## Directive
Copy out, word for word, the stretch of entries from the one containing "Ground wooden board" through the end of the entries, both ends included.

* begin Input for this task *

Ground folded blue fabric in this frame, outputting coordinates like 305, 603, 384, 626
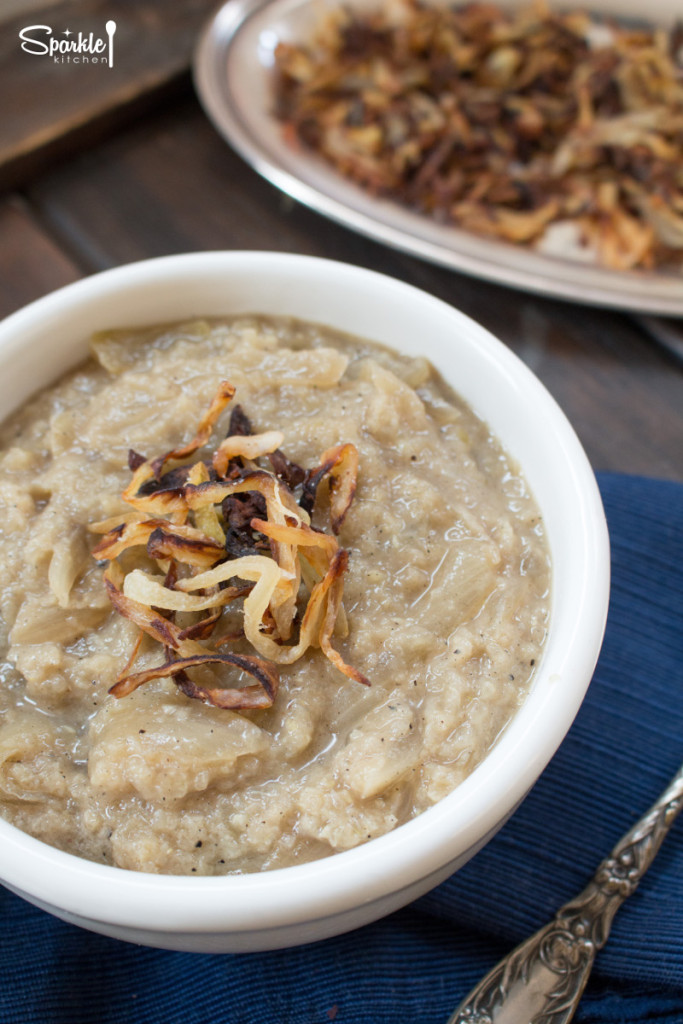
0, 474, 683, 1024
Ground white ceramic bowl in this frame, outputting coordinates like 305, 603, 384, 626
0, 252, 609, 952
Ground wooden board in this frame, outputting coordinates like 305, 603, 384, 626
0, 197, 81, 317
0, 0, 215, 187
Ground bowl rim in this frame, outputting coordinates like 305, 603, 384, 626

* end Input for this task *

## Solved exercise
Ground wooden board in this frame, outputting coordinates like 305, 603, 384, 626
0, 197, 81, 317
0, 0, 215, 187
Ground bowl rim in this frame, outputting coordinates like 305, 603, 384, 626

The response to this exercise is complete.